> **INSTRUCTIONS FOR THE TASK**:
Reproduce every one of the following entries verbatim, line for line, without any changes.

##### DATA FOR PROCESSING #####

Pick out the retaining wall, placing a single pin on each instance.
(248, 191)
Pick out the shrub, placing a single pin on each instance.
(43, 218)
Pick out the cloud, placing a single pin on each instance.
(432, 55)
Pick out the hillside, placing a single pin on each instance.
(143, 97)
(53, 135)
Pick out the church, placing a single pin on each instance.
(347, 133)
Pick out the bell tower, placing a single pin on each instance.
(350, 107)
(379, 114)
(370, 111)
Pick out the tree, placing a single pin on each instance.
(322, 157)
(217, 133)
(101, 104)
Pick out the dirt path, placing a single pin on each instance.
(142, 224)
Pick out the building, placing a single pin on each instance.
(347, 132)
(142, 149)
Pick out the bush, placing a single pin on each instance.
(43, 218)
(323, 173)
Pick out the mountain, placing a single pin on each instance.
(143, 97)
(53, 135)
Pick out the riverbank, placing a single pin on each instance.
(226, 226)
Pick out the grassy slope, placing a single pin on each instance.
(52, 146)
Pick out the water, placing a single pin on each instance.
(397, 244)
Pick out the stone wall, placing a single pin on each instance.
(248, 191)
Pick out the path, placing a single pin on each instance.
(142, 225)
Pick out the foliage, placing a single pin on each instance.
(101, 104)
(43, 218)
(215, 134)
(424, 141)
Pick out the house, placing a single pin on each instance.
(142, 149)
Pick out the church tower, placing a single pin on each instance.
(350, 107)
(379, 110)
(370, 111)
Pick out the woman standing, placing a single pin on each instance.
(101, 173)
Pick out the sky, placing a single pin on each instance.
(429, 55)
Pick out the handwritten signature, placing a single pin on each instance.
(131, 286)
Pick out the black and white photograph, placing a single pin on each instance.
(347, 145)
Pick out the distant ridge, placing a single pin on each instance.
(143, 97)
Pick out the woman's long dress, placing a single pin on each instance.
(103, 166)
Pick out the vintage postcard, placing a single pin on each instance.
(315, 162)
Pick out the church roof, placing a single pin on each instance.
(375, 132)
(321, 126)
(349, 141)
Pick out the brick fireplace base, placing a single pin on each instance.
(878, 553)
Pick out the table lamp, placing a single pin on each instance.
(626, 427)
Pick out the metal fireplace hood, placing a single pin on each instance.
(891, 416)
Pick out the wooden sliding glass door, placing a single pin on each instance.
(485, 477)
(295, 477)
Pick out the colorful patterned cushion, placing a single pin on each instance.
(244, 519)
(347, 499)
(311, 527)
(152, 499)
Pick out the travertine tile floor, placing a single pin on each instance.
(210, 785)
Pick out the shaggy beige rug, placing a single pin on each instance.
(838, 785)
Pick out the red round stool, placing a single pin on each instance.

#####

> **EXERCISE RESPONSE**:
Pick out the retaining wall, placing a single pin on each instance.
(248, 191)
Pick out the shrub, placing a single pin on each instance.
(43, 218)
Pick out the cloud, placing a single pin on each instance.
(432, 55)
Pick out the hillside, placing a single pin on each instance.
(143, 97)
(53, 135)
Pick out the church, placing a single pin on each instance.
(347, 133)
Pick out the bell tower, placing a single pin on each instance.
(350, 107)
(379, 114)
(370, 111)
Pick out the tree, placing a single pin on each instance.
(322, 157)
(217, 133)
(101, 104)
Pick out the dirt path, placing a single pin on each instance.
(142, 224)
Pick out the building, placing a single pin on each instance.
(347, 132)
(142, 149)
Pick out the bush, placing a single pin on each instance.
(43, 218)
(323, 173)
Pick out the mountain, placing a single pin on each instance.
(143, 97)
(53, 135)
Pick out the riverbank, placing a single pin on each instance.
(226, 226)
Pick out the grassy slope, placing a single pin on each instance.
(52, 146)
Pick out the water, placing a single pin on each instance.
(397, 244)
Pick out the stone wall, placing a single pin on each instance.
(248, 191)
Pick out the path, placing a single pin on each instance.
(142, 225)
Pick out the foliage, placing a single pin on each instance.
(101, 104)
(43, 218)
(215, 134)
(424, 141)
Pick out the house, placing a single pin on each instance.
(142, 149)
Pick out the church tower, placing a single pin on each instance.
(350, 107)
(379, 110)
(370, 111)
Pick out the woman standing, placing a single pin on each instance.
(101, 173)
Pick out the sky, placing a single pin on each instance.
(429, 55)
Pick out the handwritten signature, placing a single pin on each instance.
(131, 286)
Pick out the black and white photograph, placing a single pin on each instance.
(347, 145)
Pick out the distant ridge, placing a single pin on each instance.
(143, 97)
Pick out the woman's long dress, placing a single pin on each instance.
(103, 166)
Pick out the vintage postcard, placing a single pin on each instance.
(315, 162)
Pick out the church roof, placing a single pin on each instance.
(375, 132)
(321, 126)
(349, 141)
Pick out the brick fireplace base, placing a single pin on each instance.
(878, 553)
Pick out the table lamp, placing a single pin on each instance.
(626, 427)
Pick out the metal fireplace hood, placing a single pin on each instance.
(891, 416)
Pick out the wooden sliding glass door, placing a single pin on each instance.
(485, 477)
(295, 477)
Pick out the colorful patterned cushion, placing a single pin on each instance.
(244, 519)
(347, 499)
(311, 527)
(152, 499)
Pick out the travertine tile floor, placing a single pin on each instance.
(210, 785)
Pick out the shaggy beige rug, placing a single pin on each instance.
(838, 785)
Pick out the red round stool, placing a single pin on each instance.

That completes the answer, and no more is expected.